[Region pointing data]
┄┄┄┄┄┄┄┄┄┄

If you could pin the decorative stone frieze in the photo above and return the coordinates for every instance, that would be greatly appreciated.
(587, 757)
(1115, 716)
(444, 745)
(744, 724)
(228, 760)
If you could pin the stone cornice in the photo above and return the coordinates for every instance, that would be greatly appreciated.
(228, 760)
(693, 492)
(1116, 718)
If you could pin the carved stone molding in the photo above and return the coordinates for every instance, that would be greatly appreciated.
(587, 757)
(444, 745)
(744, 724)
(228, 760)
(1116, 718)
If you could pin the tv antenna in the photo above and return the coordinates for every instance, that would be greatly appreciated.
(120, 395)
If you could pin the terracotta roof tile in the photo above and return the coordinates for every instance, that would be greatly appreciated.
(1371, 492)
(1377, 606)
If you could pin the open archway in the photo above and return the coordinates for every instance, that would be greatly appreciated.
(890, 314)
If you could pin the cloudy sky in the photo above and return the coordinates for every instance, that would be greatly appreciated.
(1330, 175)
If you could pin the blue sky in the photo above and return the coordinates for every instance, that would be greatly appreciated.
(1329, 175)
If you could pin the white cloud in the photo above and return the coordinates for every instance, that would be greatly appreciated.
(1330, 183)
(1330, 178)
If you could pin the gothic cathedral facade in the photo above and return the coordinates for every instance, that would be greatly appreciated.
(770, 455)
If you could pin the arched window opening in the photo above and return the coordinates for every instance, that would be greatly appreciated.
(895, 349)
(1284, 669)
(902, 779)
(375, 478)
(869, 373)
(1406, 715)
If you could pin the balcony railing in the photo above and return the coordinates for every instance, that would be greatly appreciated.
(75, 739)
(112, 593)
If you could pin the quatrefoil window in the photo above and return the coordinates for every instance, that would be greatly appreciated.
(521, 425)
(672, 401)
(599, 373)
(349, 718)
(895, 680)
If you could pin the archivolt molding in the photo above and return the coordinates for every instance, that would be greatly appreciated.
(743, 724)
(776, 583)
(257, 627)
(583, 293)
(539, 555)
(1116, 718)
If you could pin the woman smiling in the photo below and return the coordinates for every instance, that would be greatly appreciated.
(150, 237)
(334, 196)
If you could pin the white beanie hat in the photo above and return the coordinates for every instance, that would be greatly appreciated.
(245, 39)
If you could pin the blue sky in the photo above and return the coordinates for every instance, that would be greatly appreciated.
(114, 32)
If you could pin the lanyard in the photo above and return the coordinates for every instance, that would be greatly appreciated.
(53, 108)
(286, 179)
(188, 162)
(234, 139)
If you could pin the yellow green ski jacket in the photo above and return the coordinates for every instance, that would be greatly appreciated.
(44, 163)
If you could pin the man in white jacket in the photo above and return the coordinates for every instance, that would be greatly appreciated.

┄┄┄┄┄┄┄┄┄┄

→ **What is being asked**: Write out exactly the lines starting with the one that holds "If you could pin the archivolt" and running through the last line above.

→ **Answer section**:
If you could pin the archivolt molding in the photo above and return the coordinates for every instance, that would be greatly appreciated.
(743, 724)
(776, 583)
(257, 627)
(583, 293)
(539, 555)
(1116, 718)
If you could pin the woman smiling in the photo below and return the coordinates for every instance, that would be greatly appreciated.
(150, 237)
(334, 196)
If you could pin the white beanie hat in the photo above and return the coordinates for every instance, that would be greatly appreciated.
(245, 39)
If you could pin the blue sky in the photo above and return the coordinates for every instance, that would be greatly appreciated.
(114, 32)
If you could pin the lanyard in the photo above and return the coordinates for every instance, that would be greatly appreciated.
(53, 108)
(286, 179)
(188, 162)
(234, 139)
If you could pin the yellow green ski jacket in the photo above and return the coordinates for every instance, that would be greatly appreciated.
(44, 163)
If you could pin the man in white jacket in the photo above and return the coordinates for every instance, that would be greatly appreciated.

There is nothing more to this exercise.